• _Task brief_: What you need to do is retype every entry exactly as written.

### Input for this task

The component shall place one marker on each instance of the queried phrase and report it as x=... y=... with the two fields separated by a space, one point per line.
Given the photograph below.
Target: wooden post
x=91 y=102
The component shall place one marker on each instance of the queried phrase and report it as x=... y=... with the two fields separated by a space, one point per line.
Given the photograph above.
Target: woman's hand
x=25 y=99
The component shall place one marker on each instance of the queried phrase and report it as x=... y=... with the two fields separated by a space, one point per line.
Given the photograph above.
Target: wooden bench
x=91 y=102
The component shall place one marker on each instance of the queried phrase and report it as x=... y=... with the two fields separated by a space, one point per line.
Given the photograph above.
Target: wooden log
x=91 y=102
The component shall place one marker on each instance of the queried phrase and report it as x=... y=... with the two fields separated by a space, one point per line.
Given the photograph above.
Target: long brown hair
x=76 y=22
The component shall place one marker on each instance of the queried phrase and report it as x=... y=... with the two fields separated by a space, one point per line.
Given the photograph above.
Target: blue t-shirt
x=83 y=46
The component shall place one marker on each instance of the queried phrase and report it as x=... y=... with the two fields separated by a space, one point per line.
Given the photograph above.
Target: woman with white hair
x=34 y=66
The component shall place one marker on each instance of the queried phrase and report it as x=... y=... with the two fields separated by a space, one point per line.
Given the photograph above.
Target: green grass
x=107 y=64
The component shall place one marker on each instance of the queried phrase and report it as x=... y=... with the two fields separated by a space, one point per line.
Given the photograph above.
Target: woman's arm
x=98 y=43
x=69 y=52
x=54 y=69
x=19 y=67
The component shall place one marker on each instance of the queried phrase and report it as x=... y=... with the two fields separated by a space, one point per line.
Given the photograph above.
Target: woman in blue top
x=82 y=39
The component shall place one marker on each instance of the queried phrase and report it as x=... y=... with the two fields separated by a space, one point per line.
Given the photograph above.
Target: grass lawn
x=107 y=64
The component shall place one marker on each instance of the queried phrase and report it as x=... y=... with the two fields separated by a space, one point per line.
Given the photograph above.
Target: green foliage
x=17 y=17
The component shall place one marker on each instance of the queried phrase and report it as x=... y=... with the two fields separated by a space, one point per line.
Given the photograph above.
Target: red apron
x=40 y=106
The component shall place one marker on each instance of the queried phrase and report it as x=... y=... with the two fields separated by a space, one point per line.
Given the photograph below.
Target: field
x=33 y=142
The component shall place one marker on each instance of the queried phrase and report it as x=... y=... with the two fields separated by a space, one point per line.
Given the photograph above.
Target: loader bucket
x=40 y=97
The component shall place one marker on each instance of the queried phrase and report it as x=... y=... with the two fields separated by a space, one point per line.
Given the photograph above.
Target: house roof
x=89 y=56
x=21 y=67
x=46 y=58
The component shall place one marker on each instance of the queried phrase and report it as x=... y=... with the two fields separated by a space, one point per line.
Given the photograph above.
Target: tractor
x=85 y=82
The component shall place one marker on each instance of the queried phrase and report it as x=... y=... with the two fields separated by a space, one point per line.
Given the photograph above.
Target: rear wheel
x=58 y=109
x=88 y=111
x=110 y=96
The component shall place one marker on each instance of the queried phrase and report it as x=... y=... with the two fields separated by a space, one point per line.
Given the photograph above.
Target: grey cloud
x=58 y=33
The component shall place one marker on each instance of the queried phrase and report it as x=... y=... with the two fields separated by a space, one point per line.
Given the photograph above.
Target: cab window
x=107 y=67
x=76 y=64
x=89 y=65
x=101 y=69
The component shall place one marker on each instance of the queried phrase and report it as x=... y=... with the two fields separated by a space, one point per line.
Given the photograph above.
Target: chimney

######

• _Solution for this exercise_:
The component shall place one marker on each instance of the queried phrase and report it as x=... y=... with the two fields separated by a space, one point per line.
Given the photograph below.
Target: wooden post
x=91 y=102
The component shall place one marker on each instance of the queried phrase and report it as x=... y=... with the two fields separated by a space, one point per line.
Given the photograph above.
Target: woman's hand
x=25 y=99
The component shall place one marker on each instance of the queried phrase and report it as x=... y=... with the two fields separated by a space, one point per line.
Given the photograph above.
Target: wooden bench
x=91 y=102
The component shall place one marker on each instance of the queried phrase and report it as x=... y=... with the two fields separated by a space, one point per line.
Given the photograph above.
Target: wooden log
x=91 y=102
The component shall place one marker on each instance of the queried phrase and report it as x=... y=... with the two fields separated by a space, one point per line.
Given the photograph above.
Target: long brown hair
x=76 y=22
The component shall place one marker on each instance of the queried phrase and report it as x=... y=... with the two fields separated by a space, one point per line.
Given the photograph above.
Target: blue t-shirt
x=83 y=46
The component shall place one marker on each instance of the queried phrase and report it as x=... y=... with the two fields separated by a space, one point per line.
Given the photograph above.
Target: woman with white hair
x=34 y=66
The component shall place one marker on each instance of the queried phrase and report it as x=... y=... with the two fields separated by a space, one point per line.
Given the photograph above.
Target: green grass
x=107 y=64
The component shall place one marker on each instance of the queried phrase and report it as x=... y=... with the two fields separated by a space, one point per line.
Given the photograph above.
Target: woman's arm
x=98 y=43
x=69 y=52
x=54 y=69
x=19 y=67
The component shall place one marker on each instance of the queried phrase and report it as x=... y=... with the two fields separated by a space, one point per line.
Given the photograph above.
Target: woman in blue top
x=82 y=39
The component shall place one marker on each instance of the queried phrase and report it as x=... y=... with the two fields separated by a space, one point per line.
Given the photograph above.
Target: grass lawn
x=107 y=64
The component shall place one marker on each instance of the queried phrase and report it as x=... y=... with the two fields separated by a space, one point per line.
Given the photograph above.
Target: green foliage
x=17 y=17
The component shall place one marker on each instance of the queried phrase and report it as x=... y=... with the two fields separated by a space, one point per line.
Given the photograph above.
Target: red apron
x=40 y=106
The component shall place one marker on each instance of the queried phrase and report it as x=... y=... with the two fields separated by a space, one point per line.
Given the photograph below.
Target: field
x=33 y=142
The component shall place one marker on each instance of the queried phrase and report it as x=... y=... with the two fields separated by a space, one point per line.
Given the photograph above.
Target: loader bucket
x=40 y=97
The component shall place one marker on each instance of the queried phrase and report it as x=... y=... with the two fields separated by a space, one point per line.
Given the photograph above.
Target: house roof
x=89 y=56
x=21 y=67
x=46 y=58
The component shall place one marker on each instance of the queried phrase and report it as x=... y=... with the two fields separated by a space, one point per line.
Given the photograph above.
Target: tractor
x=85 y=82
The component shall place one marker on each instance of the queried phrase and report it as x=... y=... with the two fields separated by a space, one point per line.
Given the photograph above.
Target: rear wheel
x=58 y=109
x=88 y=111
x=110 y=96
The component shall place one marker on each instance of the queried phrase and report it as x=... y=... with the two fields separated by a space, one point per line.
Given the photograph above.
Target: grey cloud
x=58 y=33
The component shall place one marker on each instance of the queried phrase and report it as x=... y=... with the two fields separated by a space, one point per line.
Given the photograph above.
Target: cab window
x=107 y=67
x=76 y=64
x=89 y=65
x=101 y=69
The component shall place one marker on each instance of the queried phrase and report it as x=... y=... with the two fields separated by a space, one point per line.
Given the photograph above.
Target: chimney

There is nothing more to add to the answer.